◆ **Dataset rows**:
== == ==

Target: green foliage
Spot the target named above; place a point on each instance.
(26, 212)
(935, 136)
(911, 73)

== == ==

◆ **Given task**:
Convert every line of the items above into a JSON list of strings, one string per line, leaving out any blank lines.

◆ **Answer to the exercise**:
[
  "Target: green foliage",
  "Spot the target named above; place a point on each instance.",
  "(26, 212)",
  "(935, 136)",
  "(911, 73)"
]